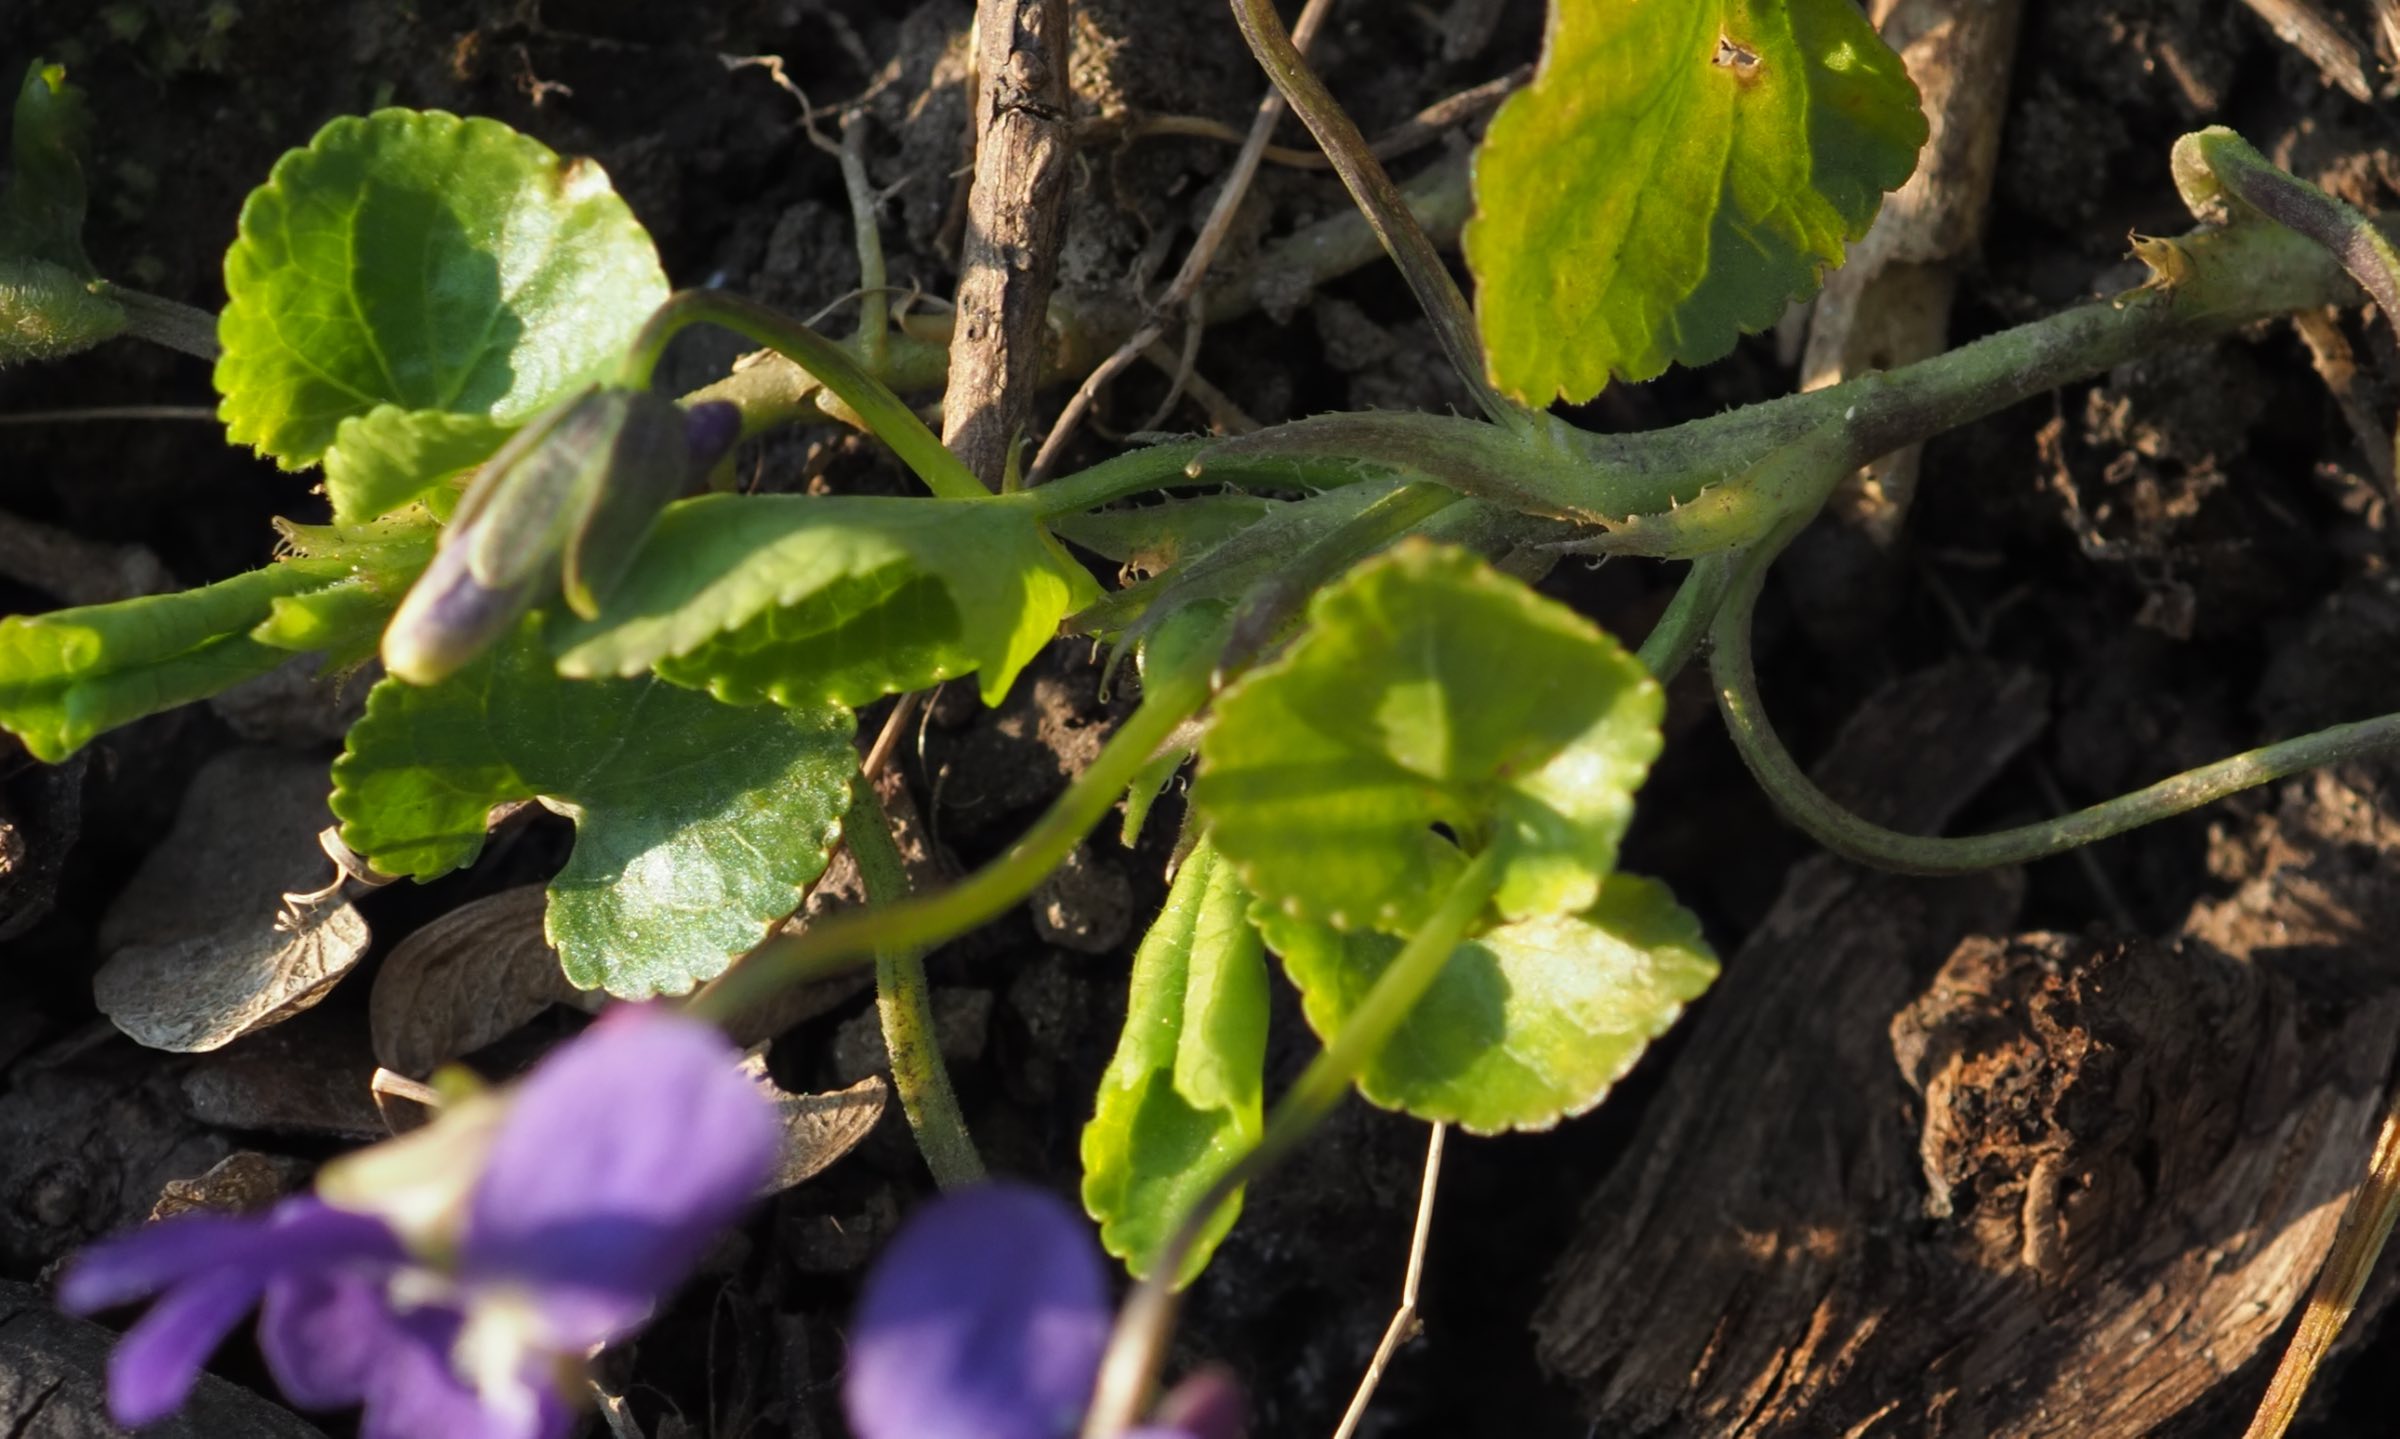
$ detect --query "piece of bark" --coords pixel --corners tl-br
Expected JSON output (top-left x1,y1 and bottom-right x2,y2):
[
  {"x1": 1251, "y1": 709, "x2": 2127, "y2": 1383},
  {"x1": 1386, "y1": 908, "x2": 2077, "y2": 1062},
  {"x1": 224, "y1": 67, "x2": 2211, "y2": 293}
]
[
  {"x1": 0, "y1": 1279, "x2": 327, "y2": 1438},
  {"x1": 1800, "y1": 0, "x2": 2025, "y2": 546},
  {"x1": 1534, "y1": 659, "x2": 2043, "y2": 1432},
  {"x1": 941, "y1": 0, "x2": 1072, "y2": 486},
  {"x1": 2238, "y1": 0, "x2": 2379, "y2": 103},
  {"x1": 1535, "y1": 673, "x2": 2400, "y2": 1433}
]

* [What you need to do] Starting at the line that contains "Expected JSON output", output every remaining line of the data exactly, and stop after the last one.

* [Exercise solution]
Expected JSON output (top-left x1,y1 and bottom-right x2,y2):
[
  {"x1": 1251, "y1": 709, "x2": 2127, "y2": 1383},
  {"x1": 1386, "y1": 908, "x2": 2077, "y2": 1062},
  {"x1": 224, "y1": 67, "x2": 2211, "y2": 293}
]
[
  {"x1": 0, "y1": 1279, "x2": 327, "y2": 1438},
  {"x1": 1800, "y1": 0, "x2": 2025, "y2": 546},
  {"x1": 1534, "y1": 659, "x2": 2043, "y2": 1432},
  {"x1": 941, "y1": 0, "x2": 1072, "y2": 486},
  {"x1": 2238, "y1": 0, "x2": 2379, "y2": 103},
  {"x1": 1535, "y1": 673, "x2": 2400, "y2": 1433}
]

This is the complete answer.